▸ **WRITTEN EXERCISE**:
Gather every line below that contains the word "girl", and copy each such line in full.

Begin RECORDS TO USE

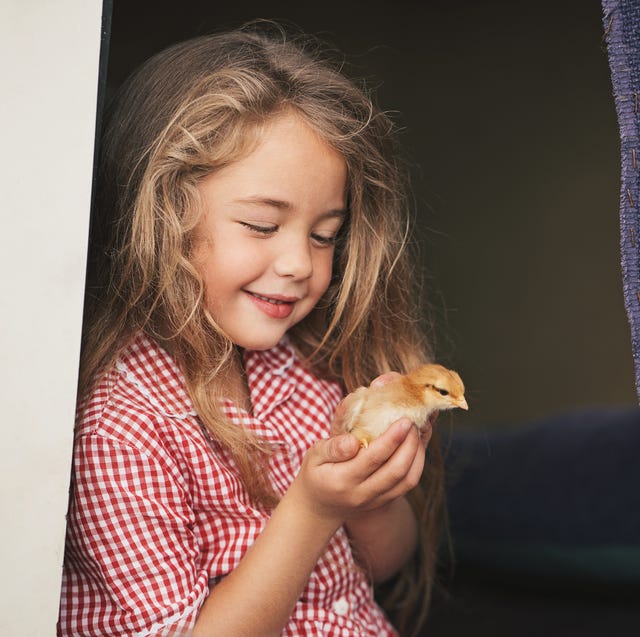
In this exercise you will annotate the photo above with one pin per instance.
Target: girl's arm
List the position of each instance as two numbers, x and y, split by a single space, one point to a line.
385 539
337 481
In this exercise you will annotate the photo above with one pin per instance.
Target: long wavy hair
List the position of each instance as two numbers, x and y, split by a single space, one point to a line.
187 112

End RECORDS TO USE
Begin RECORDS TO USE

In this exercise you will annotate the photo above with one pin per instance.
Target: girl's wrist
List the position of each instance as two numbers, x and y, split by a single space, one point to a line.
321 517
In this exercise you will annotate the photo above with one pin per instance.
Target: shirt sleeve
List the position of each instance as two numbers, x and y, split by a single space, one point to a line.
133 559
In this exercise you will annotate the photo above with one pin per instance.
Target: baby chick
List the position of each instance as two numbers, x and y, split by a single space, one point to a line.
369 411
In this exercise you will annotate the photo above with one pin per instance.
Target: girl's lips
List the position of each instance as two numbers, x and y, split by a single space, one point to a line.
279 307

End RECORDS TO USE
Begin RECORDS TO USE

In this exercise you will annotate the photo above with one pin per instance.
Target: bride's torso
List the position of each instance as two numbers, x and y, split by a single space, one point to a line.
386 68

End RECORDS TO USE

▸ **EXPECTED OUTPUT**:
Target: girl's arm
Target: girl's wrist
Target: girl's lips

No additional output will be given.